### What you will do
Find each line in the records below that contains the word "green", and copy those lines out.

### Entries provided
══════

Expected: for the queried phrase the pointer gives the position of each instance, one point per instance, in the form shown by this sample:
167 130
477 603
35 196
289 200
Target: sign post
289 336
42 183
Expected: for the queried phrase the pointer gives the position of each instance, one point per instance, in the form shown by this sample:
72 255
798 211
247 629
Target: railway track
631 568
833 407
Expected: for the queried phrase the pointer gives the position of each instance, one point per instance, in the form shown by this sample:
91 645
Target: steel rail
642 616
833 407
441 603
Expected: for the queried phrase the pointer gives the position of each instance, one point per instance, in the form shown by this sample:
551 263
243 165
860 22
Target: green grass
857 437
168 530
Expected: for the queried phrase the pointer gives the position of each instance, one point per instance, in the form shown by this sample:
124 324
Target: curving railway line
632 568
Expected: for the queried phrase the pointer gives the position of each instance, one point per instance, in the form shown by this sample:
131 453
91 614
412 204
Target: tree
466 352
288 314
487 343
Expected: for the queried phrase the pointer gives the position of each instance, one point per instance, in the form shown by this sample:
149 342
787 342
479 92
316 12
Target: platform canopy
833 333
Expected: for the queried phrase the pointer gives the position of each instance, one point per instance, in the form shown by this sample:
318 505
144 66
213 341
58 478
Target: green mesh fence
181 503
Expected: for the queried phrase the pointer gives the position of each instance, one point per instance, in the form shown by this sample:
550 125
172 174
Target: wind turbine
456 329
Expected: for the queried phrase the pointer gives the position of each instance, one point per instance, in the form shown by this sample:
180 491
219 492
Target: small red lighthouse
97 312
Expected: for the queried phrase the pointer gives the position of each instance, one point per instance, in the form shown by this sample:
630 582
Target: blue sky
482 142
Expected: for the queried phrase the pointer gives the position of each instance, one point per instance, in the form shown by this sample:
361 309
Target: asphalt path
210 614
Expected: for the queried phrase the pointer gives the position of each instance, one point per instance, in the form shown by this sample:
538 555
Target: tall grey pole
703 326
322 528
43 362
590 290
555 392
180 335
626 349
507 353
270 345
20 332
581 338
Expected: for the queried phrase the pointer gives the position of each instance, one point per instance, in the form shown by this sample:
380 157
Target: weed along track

══════

### Exercise output
Target: green grass
Target: green mesh fence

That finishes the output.